The request
Print the line that contains "Find every instance of the cab rear" and every line after it through the last line of the records below, exactly as written and nothing else.

Entries from a point annotation set:
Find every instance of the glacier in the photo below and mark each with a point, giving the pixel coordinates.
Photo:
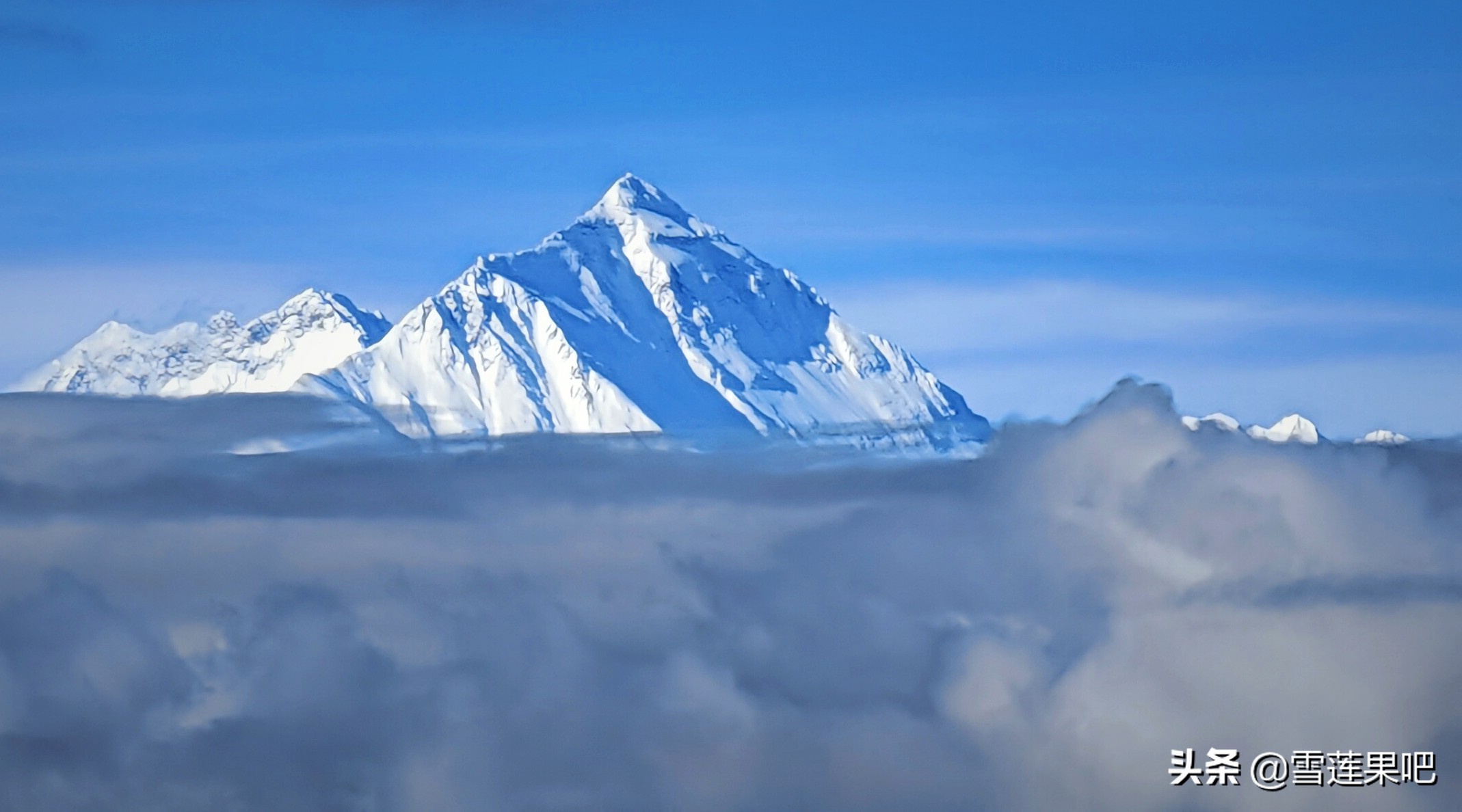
(638, 317)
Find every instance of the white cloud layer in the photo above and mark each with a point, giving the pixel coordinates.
(556, 624)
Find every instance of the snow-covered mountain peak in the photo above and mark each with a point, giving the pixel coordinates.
(1383, 437)
(309, 334)
(638, 317)
(1293, 429)
(639, 208)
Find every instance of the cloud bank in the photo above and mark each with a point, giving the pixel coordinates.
(557, 624)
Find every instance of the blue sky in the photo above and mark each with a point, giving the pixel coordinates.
(1258, 205)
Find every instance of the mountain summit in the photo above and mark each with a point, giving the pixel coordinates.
(635, 319)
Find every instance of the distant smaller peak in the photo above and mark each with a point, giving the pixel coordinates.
(630, 196)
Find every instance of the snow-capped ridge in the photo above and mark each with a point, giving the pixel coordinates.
(638, 317)
(1291, 429)
(308, 334)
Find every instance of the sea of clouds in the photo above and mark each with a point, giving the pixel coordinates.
(563, 624)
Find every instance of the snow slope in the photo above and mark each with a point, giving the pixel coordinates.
(641, 317)
(309, 334)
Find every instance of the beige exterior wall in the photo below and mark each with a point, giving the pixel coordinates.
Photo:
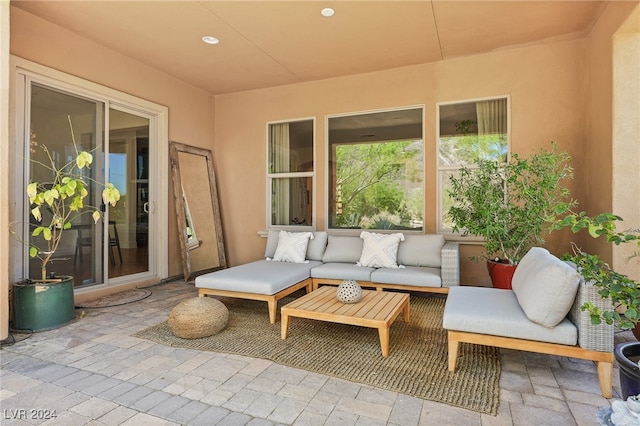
(191, 109)
(611, 174)
(4, 172)
(547, 85)
(559, 91)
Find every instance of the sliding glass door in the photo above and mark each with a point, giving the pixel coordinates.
(119, 140)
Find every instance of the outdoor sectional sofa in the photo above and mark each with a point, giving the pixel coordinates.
(542, 313)
(424, 262)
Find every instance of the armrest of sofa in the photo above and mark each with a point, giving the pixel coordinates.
(450, 269)
(593, 337)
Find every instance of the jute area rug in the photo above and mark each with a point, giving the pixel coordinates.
(416, 365)
(117, 299)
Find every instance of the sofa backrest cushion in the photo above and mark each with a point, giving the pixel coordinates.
(317, 246)
(315, 250)
(272, 244)
(421, 250)
(379, 250)
(342, 249)
(545, 287)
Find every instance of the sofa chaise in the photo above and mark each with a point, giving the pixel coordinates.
(420, 263)
(540, 314)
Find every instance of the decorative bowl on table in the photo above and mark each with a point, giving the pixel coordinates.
(349, 291)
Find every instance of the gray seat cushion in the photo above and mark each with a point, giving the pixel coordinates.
(497, 312)
(259, 277)
(409, 275)
(421, 250)
(342, 271)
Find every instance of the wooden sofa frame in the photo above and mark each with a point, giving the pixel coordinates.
(595, 341)
(381, 286)
(603, 360)
(271, 299)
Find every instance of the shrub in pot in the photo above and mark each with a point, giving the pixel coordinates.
(47, 302)
(623, 290)
(512, 205)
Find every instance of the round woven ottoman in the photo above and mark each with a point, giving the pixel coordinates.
(198, 317)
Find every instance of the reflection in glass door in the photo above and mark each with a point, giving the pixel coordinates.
(118, 244)
(129, 172)
(53, 117)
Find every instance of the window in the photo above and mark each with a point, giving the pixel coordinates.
(468, 131)
(376, 170)
(290, 174)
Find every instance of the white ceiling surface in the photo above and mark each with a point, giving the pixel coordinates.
(272, 43)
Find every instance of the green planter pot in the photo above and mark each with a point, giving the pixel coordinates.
(43, 306)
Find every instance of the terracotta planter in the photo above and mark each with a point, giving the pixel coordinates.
(501, 273)
(627, 355)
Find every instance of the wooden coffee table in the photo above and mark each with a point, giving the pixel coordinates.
(377, 309)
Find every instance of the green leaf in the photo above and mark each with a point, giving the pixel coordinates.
(35, 212)
(83, 159)
(110, 195)
(32, 191)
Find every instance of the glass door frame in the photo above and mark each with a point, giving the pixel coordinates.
(27, 72)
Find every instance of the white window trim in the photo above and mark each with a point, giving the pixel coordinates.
(341, 231)
(271, 176)
(471, 239)
(159, 131)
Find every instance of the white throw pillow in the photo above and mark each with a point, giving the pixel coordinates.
(292, 246)
(380, 250)
(545, 287)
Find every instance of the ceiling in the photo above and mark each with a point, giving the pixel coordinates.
(272, 43)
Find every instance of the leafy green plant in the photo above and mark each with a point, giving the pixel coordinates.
(511, 204)
(623, 290)
(56, 204)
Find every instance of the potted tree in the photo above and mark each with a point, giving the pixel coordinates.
(623, 291)
(47, 302)
(511, 204)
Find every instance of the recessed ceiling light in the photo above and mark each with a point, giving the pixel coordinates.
(327, 11)
(210, 40)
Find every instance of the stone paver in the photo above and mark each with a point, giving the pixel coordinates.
(92, 372)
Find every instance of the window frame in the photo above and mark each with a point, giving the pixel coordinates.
(271, 176)
(327, 192)
(440, 168)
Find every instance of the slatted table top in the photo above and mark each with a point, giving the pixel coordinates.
(377, 309)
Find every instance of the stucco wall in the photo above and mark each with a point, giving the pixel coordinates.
(546, 83)
(191, 109)
(553, 88)
(614, 112)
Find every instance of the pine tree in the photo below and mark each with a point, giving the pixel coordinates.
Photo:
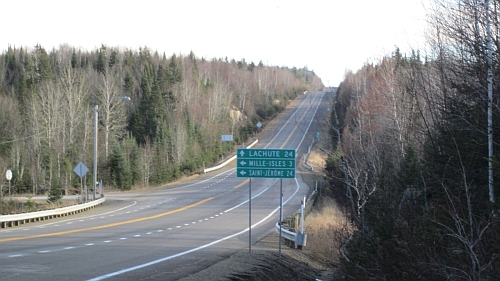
(55, 193)
(120, 169)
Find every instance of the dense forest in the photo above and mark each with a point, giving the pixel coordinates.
(411, 159)
(159, 117)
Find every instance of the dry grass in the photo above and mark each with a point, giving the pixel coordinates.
(323, 226)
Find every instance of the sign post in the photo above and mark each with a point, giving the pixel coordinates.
(81, 170)
(265, 163)
(8, 175)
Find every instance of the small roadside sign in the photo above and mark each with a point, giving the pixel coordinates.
(81, 169)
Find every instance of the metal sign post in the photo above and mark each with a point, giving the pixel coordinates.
(8, 175)
(265, 163)
(81, 170)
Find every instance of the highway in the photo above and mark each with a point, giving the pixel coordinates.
(166, 233)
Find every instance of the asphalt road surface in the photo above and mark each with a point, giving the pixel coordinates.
(170, 232)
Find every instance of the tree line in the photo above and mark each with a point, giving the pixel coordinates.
(169, 125)
(410, 157)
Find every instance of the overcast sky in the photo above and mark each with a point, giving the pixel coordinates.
(327, 36)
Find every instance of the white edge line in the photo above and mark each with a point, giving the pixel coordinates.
(102, 277)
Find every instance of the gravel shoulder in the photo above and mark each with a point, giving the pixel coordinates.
(264, 262)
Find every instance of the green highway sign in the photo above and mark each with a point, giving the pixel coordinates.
(265, 163)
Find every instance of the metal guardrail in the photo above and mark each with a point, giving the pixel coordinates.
(18, 219)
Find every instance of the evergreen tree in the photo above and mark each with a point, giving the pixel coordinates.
(120, 169)
(43, 66)
(74, 60)
(55, 194)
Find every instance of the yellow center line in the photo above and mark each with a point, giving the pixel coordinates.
(295, 128)
(106, 225)
(241, 184)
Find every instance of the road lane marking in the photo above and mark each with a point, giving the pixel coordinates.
(106, 225)
(116, 273)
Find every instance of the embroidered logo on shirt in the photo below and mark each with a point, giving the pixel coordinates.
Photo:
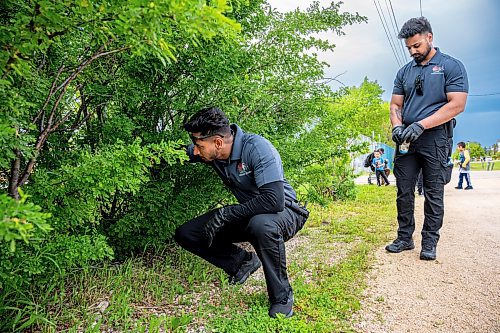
(437, 69)
(243, 169)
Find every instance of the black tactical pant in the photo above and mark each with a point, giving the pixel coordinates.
(430, 152)
(266, 232)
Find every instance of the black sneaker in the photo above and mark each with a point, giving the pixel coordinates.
(247, 268)
(428, 252)
(285, 307)
(400, 245)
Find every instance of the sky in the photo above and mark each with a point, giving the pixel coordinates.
(464, 29)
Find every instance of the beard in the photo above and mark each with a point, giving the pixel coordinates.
(419, 57)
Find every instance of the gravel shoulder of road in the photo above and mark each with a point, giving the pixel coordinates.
(460, 291)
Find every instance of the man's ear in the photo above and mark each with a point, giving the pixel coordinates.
(218, 141)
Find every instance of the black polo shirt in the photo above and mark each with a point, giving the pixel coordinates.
(441, 75)
(253, 162)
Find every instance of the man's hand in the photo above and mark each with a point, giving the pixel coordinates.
(412, 132)
(397, 134)
(213, 225)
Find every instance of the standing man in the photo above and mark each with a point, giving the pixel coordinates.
(428, 93)
(268, 213)
(464, 165)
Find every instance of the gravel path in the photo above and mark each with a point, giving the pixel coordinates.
(460, 291)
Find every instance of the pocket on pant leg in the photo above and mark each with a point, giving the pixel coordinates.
(442, 154)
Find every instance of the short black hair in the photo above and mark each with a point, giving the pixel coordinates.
(414, 26)
(207, 121)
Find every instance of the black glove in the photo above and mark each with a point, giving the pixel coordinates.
(397, 133)
(412, 132)
(217, 221)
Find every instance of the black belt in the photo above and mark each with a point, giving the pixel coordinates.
(297, 208)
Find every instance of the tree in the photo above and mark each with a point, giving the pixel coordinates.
(49, 47)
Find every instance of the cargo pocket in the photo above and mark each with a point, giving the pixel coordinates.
(443, 155)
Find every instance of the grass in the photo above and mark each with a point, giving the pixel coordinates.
(171, 290)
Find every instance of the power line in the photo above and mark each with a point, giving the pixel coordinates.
(397, 31)
(389, 31)
(387, 34)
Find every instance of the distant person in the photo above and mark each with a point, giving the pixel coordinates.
(267, 213)
(386, 161)
(428, 93)
(489, 163)
(378, 164)
(464, 167)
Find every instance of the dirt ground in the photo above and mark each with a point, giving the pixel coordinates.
(460, 291)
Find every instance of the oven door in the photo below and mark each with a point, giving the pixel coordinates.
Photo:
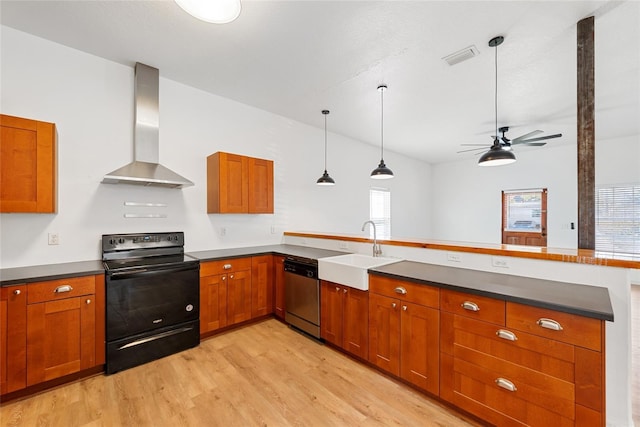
(141, 300)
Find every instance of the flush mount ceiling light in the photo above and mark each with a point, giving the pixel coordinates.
(497, 154)
(325, 179)
(215, 12)
(382, 171)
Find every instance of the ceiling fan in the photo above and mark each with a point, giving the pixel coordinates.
(506, 143)
(500, 152)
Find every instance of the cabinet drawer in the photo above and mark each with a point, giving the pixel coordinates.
(60, 289)
(224, 266)
(406, 291)
(474, 306)
(540, 354)
(570, 328)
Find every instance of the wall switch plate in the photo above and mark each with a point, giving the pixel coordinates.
(454, 257)
(54, 238)
(500, 262)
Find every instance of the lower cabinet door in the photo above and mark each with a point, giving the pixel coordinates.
(213, 303)
(60, 338)
(384, 333)
(238, 296)
(420, 349)
(331, 313)
(355, 325)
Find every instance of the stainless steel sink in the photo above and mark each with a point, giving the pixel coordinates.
(350, 269)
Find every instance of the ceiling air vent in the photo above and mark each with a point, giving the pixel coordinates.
(461, 55)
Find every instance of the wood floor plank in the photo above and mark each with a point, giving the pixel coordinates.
(264, 374)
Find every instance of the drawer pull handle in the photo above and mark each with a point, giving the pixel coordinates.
(471, 306)
(506, 335)
(549, 324)
(63, 288)
(506, 384)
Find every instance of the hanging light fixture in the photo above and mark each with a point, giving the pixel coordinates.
(325, 179)
(497, 154)
(382, 171)
(215, 12)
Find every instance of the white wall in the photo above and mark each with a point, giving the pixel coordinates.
(91, 102)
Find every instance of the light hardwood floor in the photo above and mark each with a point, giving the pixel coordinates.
(261, 375)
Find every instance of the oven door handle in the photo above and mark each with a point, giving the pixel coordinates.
(156, 270)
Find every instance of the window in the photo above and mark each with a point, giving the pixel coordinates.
(618, 218)
(380, 212)
(523, 210)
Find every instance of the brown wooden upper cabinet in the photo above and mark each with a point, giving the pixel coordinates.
(239, 184)
(27, 166)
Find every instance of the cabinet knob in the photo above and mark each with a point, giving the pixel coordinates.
(549, 324)
(63, 288)
(471, 306)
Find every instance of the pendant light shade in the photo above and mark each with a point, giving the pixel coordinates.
(325, 179)
(497, 154)
(382, 171)
(215, 12)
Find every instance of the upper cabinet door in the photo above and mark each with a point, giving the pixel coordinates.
(227, 178)
(27, 166)
(239, 184)
(260, 186)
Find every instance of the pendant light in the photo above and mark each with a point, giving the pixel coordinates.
(214, 12)
(382, 171)
(325, 179)
(497, 154)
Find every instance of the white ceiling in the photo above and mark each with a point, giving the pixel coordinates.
(296, 58)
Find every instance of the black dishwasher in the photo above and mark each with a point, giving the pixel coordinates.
(302, 294)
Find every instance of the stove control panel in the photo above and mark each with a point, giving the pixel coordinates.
(120, 242)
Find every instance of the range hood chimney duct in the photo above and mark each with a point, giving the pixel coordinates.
(145, 169)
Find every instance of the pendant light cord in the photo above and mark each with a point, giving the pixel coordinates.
(325, 141)
(496, 92)
(382, 123)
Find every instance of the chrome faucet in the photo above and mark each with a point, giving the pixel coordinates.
(377, 250)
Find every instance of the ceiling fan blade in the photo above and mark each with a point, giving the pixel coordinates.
(541, 138)
(473, 149)
(526, 135)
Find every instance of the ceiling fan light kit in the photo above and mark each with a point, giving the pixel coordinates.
(214, 12)
(382, 171)
(325, 179)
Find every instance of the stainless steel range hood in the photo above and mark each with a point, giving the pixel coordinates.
(145, 169)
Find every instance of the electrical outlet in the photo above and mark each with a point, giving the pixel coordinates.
(454, 257)
(500, 262)
(54, 238)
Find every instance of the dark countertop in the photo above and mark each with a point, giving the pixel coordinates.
(18, 275)
(583, 300)
(292, 250)
(37, 273)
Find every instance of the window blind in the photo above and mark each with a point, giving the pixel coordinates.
(380, 211)
(618, 219)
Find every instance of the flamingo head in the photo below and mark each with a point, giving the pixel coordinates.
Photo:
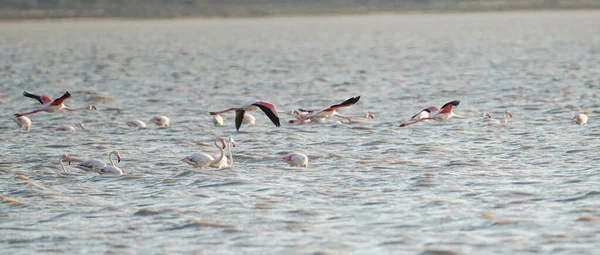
(65, 157)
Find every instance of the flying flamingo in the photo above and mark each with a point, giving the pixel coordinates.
(202, 160)
(161, 121)
(23, 121)
(50, 106)
(224, 162)
(64, 157)
(296, 159)
(580, 119)
(445, 113)
(303, 116)
(97, 164)
(71, 128)
(240, 112)
(136, 123)
(425, 113)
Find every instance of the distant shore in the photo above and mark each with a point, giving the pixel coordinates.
(72, 9)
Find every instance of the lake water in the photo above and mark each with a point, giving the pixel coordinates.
(530, 186)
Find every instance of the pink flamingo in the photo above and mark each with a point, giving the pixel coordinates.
(445, 113)
(50, 106)
(240, 112)
(303, 116)
(580, 119)
(23, 122)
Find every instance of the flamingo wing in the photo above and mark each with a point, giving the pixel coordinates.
(270, 110)
(446, 108)
(239, 118)
(60, 100)
(41, 99)
(346, 103)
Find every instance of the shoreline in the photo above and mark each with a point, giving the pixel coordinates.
(295, 15)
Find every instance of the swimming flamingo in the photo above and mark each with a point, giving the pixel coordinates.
(444, 114)
(487, 118)
(97, 164)
(202, 160)
(71, 128)
(224, 162)
(64, 157)
(580, 119)
(161, 121)
(136, 123)
(50, 106)
(303, 116)
(218, 120)
(296, 159)
(23, 122)
(240, 112)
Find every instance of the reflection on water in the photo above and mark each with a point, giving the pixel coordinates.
(457, 187)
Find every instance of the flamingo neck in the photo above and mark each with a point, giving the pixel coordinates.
(230, 162)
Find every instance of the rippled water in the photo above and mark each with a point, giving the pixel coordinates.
(456, 187)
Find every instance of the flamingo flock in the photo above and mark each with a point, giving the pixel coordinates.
(222, 160)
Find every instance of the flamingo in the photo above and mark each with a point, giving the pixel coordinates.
(64, 157)
(23, 122)
(224, 162)
(218, 120)
(97, 164)
(487, 118)
(580, 119)
(425, 113)
(296, 159)
(110, 170)
(240, 112)
(303, 116)
(202, 160)
(71, 128)
(445, 113)
(50, 106)
(161, 121)
(136, 123)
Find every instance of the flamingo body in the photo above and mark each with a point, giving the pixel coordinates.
(580, 119)
(296, 159)
(136, 123)
(161, 121)
(23, 122)
(240, 112)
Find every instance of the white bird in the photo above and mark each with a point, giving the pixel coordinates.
(97, 164)
(202, 160)
(64, 157)
(580, 119)
(23, 122)
(303, 116)
(136, 123)
(224, 162)
(445, 113)
(161, 121)
(71, 128)
(218, 120)
(296, 159)
(50, 106)
(240, 112)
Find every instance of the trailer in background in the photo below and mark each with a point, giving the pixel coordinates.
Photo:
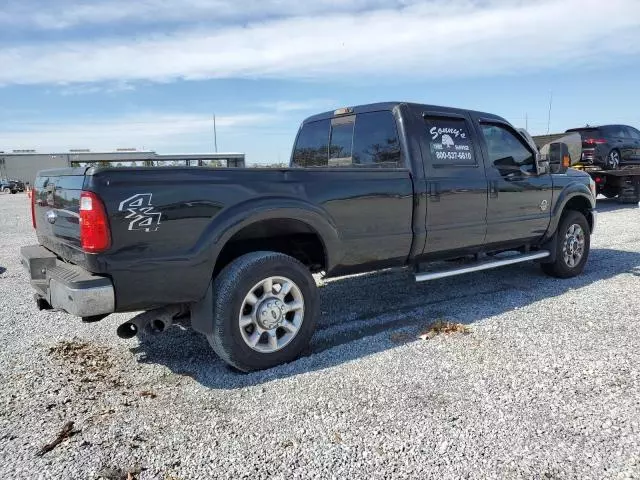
(623, 183)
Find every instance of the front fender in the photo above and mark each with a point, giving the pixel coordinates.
(569, 194)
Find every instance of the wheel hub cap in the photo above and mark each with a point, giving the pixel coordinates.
(271, 313)
(573, 248)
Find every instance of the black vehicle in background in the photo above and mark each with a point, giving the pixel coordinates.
(11, 186)
(609, 146)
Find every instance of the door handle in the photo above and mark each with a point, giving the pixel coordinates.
(434, 191)
(493, 189)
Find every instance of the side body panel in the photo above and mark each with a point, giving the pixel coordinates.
(168, 226)
(519, 201)
(456, 190)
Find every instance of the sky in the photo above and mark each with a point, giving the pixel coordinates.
(151, 74)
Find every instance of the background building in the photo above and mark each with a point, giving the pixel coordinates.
(25, 164)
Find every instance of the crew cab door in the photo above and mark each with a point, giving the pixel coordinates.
(519, 198)
(456, 184)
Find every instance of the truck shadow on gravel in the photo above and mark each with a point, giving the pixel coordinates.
(367, 314)
(611, 205)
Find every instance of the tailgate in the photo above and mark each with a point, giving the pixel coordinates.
(56, 208)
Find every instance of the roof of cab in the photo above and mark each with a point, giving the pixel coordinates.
(376, 107)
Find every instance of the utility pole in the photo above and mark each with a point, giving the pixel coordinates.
(215, 133)
(549, 117)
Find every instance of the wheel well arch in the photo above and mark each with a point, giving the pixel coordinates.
(292, 237)
(580, 204)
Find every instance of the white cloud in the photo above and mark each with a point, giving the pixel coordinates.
(440, 39)
(155, 131)
(64, 14)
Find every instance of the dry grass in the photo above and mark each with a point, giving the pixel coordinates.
(443, 327)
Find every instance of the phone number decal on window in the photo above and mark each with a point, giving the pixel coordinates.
(453, 155)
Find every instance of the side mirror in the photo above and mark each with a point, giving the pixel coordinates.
(543, 164)
(558, 157)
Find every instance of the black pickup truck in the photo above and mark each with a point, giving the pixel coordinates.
(231, 252)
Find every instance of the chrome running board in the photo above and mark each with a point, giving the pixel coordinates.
(484, 265)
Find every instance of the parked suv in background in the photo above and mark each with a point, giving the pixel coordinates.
(610, 146)
(11, 186)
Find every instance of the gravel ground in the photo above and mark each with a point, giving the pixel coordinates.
(545, 385)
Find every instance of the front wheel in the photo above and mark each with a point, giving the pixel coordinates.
(265, 306)
(573, 239)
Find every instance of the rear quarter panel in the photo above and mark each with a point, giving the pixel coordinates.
(168, 225)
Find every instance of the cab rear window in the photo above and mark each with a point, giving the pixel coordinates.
(362, 140)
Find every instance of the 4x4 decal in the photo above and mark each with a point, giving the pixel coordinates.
(140, 212)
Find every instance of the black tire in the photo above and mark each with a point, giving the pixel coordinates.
(560, 268)
(613, 160)
(229, 291)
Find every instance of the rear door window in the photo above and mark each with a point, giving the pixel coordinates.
(341, 144)
(362, 140)
(449, 142)
(376, 140)
(507, 151)
(312, 145)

The solution
Find every instance of the cab rear window in the photo above and mark each with a point, giving the pixel coordinates.
(362, 140)
Find every instance of the 4x4 decal in the photo above and mark each with a point, giving the pixel coordinates.
(140, 212)
Find every instance of the black tire in the photo above and mark each with a point, giving the pixel coordinates.
(560, 268)
(613, 160)
(229, 291)
Find every instance of the rear door window in the photo above and mark each with a point, giving the pixel coordinates.
(341, 144)
(362, 140)
(449, 142)
(376, 140)
(507, 151)
(312, 145)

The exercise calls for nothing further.